-- Start --

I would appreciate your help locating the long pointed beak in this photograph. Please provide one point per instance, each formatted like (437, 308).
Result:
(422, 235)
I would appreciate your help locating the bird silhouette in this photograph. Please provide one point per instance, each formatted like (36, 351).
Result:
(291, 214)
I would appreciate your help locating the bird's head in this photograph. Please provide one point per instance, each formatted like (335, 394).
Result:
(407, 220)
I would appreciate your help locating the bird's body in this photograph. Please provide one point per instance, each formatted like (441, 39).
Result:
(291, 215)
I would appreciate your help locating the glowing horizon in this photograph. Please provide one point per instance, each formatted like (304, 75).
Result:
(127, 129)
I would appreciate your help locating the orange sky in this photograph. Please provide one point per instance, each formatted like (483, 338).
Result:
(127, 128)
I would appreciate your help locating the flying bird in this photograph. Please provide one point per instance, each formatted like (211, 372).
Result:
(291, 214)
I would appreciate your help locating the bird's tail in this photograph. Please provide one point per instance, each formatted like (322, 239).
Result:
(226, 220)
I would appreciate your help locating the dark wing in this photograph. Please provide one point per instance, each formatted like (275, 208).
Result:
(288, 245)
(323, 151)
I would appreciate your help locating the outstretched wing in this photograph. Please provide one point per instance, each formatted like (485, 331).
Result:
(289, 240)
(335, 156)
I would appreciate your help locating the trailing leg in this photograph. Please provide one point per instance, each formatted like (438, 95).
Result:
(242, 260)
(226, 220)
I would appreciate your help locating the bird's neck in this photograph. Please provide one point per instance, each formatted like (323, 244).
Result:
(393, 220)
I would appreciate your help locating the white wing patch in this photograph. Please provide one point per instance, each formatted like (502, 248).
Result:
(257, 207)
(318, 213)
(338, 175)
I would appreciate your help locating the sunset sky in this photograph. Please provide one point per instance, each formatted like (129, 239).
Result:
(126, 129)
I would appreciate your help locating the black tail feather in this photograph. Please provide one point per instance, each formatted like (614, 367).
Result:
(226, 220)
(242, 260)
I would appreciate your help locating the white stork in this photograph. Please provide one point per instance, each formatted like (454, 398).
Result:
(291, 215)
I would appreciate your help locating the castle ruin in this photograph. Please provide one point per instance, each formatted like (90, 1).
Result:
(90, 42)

-- End --

:: WHAT THE TASK ASKS ::
Copy all of the records above word for word, keeping every line in its original order.

:: RESPONSE FOR THIS EXERCISE ::
I would appreciate your help locating the long pointed beak in this photograph. Please provide one point per instance, each formatted like (437, 308).
Result:
(422, 235)
I would appreciate your help locating the bird silhouette in this photograph. Please provide one point per instance, each formatted like (36, 351).
Result:
(291, 214)
I would appreciate your help locating the bird's head in this photograph. Please provide one point per instance, each formatted like (335, 394).
Result:
(407, 220)
I would appreciate your help locating the bird's body in this photograph. Please provide one point per instance, each formatted like (441, 39).
Result:
(291, 215)
I would appreciate your help locating the glowing horizon in this photograph. Please provide one point per instance, each formatted like (304, 75).
Result:
(127, 129)
I would appreciate your help locating the orange sky in this photograph. Please provide one point per instance, each formatted like (483, 338).
Result:
(127, 128)
I would appreciate your help locating the flying bird in this photograph. Please provide one point per instance, each formatted like (211, 372).
Result:
(291, 214)
I would appreciate your help locating the bird's tail in this photograph. Please provide one point per instance, each formatted like (322, 239).
Result:
(226, 220)
I would appreciate your help locating the dark wing in this photograph. Please provide one point per instance, each formatted like (275, 208).
Result:
(288, 245)
(323, 151)
I would appreciate your help locating the outstretched wing in this photograph. Please provide one point per instance, each formatted like (485, 331).
Result:
(289, 240)
(335, 156)
I would appreciate your help locating the trailing leg in this photograph. Please provide one point per instance, each formatted like (438, 95).
Result:
(242, 260)
(226, 220)
I would appreciate your help locating the bird's neck in this photograph. Please provide one point per instance, each formatted like (323, 244).
Result:
(393, 220)
I would appreciate your help locating the white wing patch in this photograph. Please provide one point per instance, each formatted like (502, 248).
Result:
(257, 207)
(318, 213)
(338, 175)
I would appreciate your help locating the sunset sky in this photograph. Please provide one point per instance, each formatted like (129, 239).
Result:
(126, 129)
I would appreciate your help locating the black tail feather in this photograph. Please provide one point per instance, each formatted like (614, 367).
Result:
(226, 220)
(242, 260)
I would appreciate your help locating the white stork in this photograph. Please provide one point per instance, each formatted like (454, 398).
Result:
(291, 215)
I would appreciate your help locating the castle ruin in this photograph. Please provide one point per instance, each formatted like (90, 1).
Result:
(90, 42)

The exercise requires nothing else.